Begin with the line that contains "Target: sunglasses on head" and transcribe each line after it, up to and including the last line of the listing below.

## DATA TO USE
═══

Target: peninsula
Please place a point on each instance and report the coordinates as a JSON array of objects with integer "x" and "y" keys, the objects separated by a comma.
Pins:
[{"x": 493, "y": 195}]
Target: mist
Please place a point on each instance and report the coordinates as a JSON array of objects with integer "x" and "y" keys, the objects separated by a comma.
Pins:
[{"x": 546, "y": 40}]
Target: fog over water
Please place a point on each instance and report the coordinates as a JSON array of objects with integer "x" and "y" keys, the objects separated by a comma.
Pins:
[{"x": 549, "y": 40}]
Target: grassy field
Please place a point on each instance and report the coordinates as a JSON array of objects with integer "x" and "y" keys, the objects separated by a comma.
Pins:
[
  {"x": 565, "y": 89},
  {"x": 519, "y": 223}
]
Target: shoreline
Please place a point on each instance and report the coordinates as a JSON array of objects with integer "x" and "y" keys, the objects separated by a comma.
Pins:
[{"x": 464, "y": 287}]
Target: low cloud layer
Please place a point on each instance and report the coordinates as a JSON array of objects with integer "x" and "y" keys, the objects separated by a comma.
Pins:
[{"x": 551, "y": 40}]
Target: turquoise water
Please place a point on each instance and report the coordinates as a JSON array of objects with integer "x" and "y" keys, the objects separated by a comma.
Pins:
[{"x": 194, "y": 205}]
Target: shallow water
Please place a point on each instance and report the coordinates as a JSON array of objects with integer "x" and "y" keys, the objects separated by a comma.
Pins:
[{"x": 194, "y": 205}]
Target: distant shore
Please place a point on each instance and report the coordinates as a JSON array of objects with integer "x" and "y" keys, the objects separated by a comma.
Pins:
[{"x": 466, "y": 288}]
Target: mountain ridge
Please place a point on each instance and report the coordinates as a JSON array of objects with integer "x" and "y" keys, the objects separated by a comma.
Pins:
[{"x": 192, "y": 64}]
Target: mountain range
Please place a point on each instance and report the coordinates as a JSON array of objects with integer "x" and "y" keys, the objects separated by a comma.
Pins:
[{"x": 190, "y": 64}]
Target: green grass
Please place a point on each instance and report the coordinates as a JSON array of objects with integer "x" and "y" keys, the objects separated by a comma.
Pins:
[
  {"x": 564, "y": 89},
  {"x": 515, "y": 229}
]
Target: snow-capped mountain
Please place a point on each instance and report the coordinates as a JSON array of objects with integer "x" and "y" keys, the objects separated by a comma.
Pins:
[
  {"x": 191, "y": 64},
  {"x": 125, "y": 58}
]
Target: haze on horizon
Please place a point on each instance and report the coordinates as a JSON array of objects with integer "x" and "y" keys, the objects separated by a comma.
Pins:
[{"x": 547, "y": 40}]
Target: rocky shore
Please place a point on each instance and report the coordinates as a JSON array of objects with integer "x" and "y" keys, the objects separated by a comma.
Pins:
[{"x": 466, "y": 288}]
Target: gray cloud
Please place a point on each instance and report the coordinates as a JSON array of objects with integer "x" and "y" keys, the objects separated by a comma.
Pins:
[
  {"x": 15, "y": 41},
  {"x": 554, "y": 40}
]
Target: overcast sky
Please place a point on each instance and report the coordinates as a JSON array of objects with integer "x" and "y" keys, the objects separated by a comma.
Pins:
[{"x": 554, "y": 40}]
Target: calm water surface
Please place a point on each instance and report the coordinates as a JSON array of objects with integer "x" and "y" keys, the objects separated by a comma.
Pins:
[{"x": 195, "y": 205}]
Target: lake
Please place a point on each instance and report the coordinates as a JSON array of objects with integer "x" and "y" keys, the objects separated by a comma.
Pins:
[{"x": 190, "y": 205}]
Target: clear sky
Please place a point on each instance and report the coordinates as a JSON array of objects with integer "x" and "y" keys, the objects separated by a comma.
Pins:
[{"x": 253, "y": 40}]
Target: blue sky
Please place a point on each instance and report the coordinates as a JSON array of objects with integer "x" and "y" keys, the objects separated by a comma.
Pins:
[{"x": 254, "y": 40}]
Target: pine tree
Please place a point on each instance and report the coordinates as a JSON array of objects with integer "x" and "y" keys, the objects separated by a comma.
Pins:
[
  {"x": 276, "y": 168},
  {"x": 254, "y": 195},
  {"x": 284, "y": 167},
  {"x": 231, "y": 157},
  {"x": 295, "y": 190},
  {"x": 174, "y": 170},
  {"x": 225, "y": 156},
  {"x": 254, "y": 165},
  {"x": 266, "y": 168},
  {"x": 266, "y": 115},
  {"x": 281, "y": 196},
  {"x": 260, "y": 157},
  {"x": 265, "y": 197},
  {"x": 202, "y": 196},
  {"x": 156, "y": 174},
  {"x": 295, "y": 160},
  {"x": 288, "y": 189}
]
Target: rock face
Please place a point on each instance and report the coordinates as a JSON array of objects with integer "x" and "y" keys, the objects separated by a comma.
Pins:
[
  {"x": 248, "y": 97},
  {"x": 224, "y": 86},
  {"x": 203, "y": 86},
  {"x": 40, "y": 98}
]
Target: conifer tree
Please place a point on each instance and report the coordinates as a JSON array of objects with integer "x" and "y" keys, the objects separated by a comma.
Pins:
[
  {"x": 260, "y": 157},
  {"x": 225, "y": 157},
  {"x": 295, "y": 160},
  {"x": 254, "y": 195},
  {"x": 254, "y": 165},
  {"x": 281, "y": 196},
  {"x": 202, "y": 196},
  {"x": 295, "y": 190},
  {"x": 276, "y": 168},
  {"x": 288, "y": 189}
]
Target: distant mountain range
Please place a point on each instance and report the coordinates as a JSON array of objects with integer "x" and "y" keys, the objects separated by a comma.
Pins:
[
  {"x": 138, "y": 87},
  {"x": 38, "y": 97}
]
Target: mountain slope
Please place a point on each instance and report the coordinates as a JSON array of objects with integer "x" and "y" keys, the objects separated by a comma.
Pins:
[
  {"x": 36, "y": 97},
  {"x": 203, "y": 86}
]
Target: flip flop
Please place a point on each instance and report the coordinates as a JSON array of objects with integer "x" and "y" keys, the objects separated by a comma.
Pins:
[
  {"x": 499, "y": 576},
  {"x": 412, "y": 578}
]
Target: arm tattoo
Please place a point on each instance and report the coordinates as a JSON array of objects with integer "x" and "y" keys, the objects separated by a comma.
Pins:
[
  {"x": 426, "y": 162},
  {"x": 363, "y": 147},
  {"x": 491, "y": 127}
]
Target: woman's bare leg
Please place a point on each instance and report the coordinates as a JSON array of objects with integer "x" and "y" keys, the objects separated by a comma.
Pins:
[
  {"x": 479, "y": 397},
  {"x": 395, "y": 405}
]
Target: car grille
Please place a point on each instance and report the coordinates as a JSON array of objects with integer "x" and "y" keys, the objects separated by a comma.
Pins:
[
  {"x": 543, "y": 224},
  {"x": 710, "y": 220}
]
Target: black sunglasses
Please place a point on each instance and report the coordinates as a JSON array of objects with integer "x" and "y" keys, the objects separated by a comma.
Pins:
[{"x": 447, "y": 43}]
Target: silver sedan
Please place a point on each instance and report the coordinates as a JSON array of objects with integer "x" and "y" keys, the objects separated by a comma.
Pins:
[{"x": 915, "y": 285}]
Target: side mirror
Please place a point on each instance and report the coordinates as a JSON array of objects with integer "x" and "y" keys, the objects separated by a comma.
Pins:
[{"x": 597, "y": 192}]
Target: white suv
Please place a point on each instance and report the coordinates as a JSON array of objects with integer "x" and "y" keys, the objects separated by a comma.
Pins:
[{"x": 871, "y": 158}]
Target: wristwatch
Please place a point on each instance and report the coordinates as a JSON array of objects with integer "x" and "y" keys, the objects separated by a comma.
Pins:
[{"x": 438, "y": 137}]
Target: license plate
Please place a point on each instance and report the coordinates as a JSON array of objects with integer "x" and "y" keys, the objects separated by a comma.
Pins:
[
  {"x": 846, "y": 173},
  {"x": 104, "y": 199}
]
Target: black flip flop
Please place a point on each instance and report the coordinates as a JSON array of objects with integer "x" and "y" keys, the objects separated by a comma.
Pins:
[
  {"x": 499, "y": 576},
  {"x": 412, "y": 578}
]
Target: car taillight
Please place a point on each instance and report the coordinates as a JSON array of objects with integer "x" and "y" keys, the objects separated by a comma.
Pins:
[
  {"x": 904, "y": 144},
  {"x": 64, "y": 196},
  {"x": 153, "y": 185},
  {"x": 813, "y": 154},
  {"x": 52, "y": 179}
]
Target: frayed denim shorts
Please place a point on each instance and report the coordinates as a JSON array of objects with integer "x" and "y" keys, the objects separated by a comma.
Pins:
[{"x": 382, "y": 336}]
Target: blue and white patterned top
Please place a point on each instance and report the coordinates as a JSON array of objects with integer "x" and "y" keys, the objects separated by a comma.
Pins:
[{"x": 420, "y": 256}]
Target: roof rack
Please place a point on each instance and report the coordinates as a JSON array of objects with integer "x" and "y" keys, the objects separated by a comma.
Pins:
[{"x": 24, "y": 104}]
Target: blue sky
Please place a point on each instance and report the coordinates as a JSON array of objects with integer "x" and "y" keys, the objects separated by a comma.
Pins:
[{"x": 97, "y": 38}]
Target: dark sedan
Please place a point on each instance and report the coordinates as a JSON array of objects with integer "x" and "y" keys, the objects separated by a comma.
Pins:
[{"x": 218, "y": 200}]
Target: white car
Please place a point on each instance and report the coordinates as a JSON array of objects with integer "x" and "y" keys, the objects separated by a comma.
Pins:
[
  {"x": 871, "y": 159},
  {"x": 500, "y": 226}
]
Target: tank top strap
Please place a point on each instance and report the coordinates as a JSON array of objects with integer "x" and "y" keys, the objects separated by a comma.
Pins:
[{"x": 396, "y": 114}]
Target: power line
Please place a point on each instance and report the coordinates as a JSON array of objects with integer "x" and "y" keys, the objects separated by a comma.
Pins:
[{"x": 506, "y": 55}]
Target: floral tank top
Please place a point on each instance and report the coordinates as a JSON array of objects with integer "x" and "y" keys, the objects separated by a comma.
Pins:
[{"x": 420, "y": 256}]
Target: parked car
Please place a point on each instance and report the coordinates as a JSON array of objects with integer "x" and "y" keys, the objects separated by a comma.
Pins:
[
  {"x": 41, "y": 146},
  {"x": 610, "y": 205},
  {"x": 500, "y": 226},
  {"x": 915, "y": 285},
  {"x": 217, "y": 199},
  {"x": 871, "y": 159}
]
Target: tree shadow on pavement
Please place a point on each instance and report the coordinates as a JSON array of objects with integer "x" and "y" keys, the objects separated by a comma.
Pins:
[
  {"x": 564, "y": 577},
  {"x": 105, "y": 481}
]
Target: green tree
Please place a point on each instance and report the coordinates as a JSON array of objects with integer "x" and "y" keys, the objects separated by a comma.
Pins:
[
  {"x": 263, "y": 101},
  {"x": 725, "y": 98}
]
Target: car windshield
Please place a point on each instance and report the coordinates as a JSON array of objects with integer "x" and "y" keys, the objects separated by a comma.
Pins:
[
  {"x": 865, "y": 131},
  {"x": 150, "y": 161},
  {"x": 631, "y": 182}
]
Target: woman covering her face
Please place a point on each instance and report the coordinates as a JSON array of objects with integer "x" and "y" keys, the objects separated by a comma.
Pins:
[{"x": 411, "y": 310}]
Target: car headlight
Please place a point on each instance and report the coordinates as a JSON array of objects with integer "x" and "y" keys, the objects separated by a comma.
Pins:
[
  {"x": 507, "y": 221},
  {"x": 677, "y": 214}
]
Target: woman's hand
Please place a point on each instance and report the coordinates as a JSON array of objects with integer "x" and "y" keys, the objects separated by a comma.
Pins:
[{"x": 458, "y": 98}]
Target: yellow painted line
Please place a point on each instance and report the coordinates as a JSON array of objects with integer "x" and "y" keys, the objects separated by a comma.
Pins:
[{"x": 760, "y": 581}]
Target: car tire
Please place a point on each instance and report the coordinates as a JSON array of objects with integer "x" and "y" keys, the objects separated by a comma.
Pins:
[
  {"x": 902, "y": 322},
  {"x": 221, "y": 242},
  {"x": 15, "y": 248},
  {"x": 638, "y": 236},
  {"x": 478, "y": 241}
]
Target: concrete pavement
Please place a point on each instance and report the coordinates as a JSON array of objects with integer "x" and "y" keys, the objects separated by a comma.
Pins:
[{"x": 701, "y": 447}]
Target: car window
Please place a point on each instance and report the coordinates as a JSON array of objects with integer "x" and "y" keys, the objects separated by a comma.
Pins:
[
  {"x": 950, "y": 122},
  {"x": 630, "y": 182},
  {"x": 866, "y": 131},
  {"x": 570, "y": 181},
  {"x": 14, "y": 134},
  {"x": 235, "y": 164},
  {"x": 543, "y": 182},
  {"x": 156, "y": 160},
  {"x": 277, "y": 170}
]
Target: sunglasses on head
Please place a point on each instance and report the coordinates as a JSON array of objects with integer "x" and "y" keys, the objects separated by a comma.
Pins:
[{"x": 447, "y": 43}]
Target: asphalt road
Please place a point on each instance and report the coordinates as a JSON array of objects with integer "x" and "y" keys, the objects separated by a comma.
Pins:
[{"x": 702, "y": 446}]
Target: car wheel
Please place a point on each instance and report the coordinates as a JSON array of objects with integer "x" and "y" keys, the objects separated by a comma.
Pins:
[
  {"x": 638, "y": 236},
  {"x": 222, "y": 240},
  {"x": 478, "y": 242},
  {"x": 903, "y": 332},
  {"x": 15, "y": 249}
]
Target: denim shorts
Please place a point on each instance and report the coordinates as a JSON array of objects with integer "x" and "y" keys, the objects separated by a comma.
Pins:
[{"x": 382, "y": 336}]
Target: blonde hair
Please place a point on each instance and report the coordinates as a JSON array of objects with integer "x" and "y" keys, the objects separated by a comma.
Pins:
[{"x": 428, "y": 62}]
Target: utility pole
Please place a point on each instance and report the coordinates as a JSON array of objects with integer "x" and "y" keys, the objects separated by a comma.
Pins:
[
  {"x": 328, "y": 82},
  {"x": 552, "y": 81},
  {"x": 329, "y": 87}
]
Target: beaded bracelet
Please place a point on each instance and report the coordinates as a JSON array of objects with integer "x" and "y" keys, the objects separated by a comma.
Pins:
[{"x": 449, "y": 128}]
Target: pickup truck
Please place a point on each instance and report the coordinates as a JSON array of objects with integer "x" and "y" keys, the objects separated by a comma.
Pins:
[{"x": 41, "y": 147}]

═══

## OUTPUT FOR THIS EXERCISE
Target: sunglasses on head
Please place a point on each instance and report the coordinates as a JSON array of objects with integer "x" and "y" keys, the objects separated by a comma.
Pins:
[{"x": 447, "y": 43}]
Target: asphalt road
Please place a point on each instance and report the coordinates as a JSON array of objects with integer "x" and "y" keys, the objects separated by a comma.
Pins:
[{"x": 702, "y": 446}]
Target: car wheel
Please place a point on each instance and report the coordinates as a JSON array of objects with integer "x" and "y" keys, the objects separated by a comma.
Pins:
[
  {"x": 638, "y": 236},
  {"x": 222, "y": 240},
  {"x": 478, "y": 242},
  {"x": 903, "y": 332},
  {"x": 15, "y": 249}
]
Target: denim shorts
Please place a point on each instance and report the coordinates as a JSON array of objects with integer "x" and "y" keys, the objects separated by a comma.
Pins:
[{"x": 382, "y": 336}]
Target: blonde hair
Please place a point on each instance and report the coordinates as a JSON array of objects with integer "x" and "y" keys, the objects separated by a comma.
Pins:
[{"x": 428, "y": 62}]
Target: utility pole
Please place a point on each instance and report the coordinates as a JSON array of objects with integer "x" and "y" keys, the objects separated by a comma.
Pins:
[
  {"x": 328, "y": 82},
  {"x": 552, "y": 81},
  {"x": 329, "y": 87}
]
Target: beaded bracelet
Please place a point on each instance and report the coordinates as a JSON array of objects with integer "x" and "y" keys, the objects separated by a comma.
Pins:
[{"x": 449, "y": 128}]
Target: pickup truck
Please place a point on each instance and report the coordinates as a JSON array of objects with integer "x" and "y" keys, the objects separated by a comma.
Pins:
[{"x": 41, "y": 147}]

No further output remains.